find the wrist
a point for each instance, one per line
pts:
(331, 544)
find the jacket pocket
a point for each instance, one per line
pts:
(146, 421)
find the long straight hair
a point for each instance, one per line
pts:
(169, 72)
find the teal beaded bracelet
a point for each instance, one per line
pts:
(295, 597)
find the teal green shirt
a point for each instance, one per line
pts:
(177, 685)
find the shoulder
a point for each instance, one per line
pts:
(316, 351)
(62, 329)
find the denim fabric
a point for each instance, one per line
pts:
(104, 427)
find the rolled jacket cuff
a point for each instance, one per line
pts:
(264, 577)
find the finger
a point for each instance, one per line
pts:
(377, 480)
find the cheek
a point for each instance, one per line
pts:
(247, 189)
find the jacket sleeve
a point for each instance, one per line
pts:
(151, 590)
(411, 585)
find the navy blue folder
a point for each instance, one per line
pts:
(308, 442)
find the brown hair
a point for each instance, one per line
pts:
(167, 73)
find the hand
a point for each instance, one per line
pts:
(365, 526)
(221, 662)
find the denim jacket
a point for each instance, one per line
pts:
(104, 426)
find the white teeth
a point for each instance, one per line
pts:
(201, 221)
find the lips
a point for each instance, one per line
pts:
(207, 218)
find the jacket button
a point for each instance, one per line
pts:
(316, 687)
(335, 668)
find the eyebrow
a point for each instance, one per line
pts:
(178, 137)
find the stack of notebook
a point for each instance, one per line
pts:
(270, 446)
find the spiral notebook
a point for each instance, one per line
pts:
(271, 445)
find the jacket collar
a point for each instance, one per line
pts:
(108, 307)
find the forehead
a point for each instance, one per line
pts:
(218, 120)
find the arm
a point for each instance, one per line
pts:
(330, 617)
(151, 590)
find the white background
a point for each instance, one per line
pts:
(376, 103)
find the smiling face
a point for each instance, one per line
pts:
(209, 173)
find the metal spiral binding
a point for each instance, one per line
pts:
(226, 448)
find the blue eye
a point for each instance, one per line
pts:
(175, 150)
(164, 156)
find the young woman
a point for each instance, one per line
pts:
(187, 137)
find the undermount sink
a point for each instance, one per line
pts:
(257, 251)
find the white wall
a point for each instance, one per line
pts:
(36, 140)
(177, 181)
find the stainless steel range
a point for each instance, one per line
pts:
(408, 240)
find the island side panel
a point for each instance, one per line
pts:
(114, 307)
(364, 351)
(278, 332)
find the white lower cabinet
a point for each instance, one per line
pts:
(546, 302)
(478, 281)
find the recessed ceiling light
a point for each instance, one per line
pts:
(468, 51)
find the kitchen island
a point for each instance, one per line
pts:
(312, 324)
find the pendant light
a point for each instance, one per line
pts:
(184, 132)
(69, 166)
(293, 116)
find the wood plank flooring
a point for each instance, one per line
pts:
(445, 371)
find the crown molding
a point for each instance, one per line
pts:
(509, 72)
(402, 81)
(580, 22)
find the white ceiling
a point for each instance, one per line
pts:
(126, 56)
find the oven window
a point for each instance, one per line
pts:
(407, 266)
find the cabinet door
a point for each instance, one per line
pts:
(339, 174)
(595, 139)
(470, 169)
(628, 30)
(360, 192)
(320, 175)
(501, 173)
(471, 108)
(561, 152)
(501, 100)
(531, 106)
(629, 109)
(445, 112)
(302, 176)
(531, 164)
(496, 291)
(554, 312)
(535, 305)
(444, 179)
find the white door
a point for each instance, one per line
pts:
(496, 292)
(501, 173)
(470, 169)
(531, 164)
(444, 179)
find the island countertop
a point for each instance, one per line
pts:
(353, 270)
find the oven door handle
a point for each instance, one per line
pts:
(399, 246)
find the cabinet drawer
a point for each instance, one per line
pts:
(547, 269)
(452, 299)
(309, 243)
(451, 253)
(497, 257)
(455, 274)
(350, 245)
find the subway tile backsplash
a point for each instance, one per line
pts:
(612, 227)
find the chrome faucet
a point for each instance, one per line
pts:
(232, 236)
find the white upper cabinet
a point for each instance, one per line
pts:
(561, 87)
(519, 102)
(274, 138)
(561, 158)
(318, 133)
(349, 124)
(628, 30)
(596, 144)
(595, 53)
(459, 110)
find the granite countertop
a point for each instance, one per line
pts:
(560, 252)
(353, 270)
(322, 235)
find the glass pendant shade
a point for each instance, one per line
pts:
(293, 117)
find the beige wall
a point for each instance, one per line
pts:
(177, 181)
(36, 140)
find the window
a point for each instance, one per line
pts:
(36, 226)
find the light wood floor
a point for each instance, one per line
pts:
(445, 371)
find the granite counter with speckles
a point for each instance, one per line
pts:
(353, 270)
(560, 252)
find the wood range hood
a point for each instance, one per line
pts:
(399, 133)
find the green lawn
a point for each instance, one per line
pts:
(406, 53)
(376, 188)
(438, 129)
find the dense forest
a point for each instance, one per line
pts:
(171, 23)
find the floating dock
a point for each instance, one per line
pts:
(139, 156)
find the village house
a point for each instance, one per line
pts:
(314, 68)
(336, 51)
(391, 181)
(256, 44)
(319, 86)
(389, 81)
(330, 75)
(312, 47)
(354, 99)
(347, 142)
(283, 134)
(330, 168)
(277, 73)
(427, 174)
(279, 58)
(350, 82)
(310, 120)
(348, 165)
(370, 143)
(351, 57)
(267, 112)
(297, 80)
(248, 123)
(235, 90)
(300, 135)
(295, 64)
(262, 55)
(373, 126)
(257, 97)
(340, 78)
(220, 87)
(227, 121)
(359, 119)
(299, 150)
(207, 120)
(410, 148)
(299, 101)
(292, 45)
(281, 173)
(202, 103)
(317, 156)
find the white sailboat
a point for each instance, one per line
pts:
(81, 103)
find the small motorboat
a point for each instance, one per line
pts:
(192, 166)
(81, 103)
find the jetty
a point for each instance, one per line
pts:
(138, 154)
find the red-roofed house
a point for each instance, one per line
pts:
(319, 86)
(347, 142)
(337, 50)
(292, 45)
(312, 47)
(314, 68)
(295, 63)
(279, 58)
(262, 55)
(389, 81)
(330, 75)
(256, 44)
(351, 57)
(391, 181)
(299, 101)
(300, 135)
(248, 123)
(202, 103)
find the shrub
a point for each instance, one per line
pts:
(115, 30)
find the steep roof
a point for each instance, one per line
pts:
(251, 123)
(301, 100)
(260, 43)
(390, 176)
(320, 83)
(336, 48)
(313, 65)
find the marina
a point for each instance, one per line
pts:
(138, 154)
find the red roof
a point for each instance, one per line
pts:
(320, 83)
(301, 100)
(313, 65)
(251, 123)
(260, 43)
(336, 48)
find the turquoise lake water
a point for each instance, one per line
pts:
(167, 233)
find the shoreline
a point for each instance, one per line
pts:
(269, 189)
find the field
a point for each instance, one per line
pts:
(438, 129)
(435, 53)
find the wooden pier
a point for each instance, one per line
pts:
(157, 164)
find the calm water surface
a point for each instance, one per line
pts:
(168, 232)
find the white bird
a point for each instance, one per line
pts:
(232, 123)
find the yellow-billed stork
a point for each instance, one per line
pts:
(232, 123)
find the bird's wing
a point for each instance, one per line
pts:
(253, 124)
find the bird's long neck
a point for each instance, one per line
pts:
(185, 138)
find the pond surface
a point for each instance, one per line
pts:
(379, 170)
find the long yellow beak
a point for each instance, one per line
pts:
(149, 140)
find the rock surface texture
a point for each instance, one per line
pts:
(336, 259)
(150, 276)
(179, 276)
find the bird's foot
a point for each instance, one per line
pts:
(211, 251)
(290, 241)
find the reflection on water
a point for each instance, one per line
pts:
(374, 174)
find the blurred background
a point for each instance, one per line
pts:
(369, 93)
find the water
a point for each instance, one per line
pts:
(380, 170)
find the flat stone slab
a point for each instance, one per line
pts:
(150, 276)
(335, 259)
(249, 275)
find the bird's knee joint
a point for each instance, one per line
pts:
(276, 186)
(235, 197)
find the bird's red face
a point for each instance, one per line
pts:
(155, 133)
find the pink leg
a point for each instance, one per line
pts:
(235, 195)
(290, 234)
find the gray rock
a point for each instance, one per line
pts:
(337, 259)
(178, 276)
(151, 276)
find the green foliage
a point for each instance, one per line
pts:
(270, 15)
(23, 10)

▬▬▬▬▬▬▬▬▬▬

Add 80 to each coordinate in the answer points of the part that opens with the line containing "find the long yellow beak" and closes with the last line. Write that whole part out again, requests included.

find the long yellow beak
a point for each instance, one per line
pts:
(229, 220)
find the rock surface texture
a point for each instance, one per line
pts:
(416, 339)
(230, 356)
(259, 356)
find the bird's foot
a point for each instance, one per line
pts:
(291, 331)
(370, 321)
find the reflection on water
a point for each instance, one per line
pts:
(454, 254)
find the blurred background
a point for each instance, one per line
pts:
(449, 173)
find the water
a point for each instance, one per line
pts:
(460, 250)
find the flat stone slab
a point for each instance, one per line
pts:
(230, 356)
(415, 339)
(329, 355)
find the bird's knee joint
a point for each instance, one per line
pts:
(356, 266)
(315, 277)
find the bird's red face
a point for each instance, one per line
pts:
(235, 213)
find the pink leg
a point for each instance, one per line
pts:
(315, 275)
(370, 314)
find the gray rock
a point for each instance, one per line
pts:
(417, 339)
(258, 356)
(231, 356)
find the green foliage
a point for each instance, one per line
pts:
(350, 95)
(103, 90)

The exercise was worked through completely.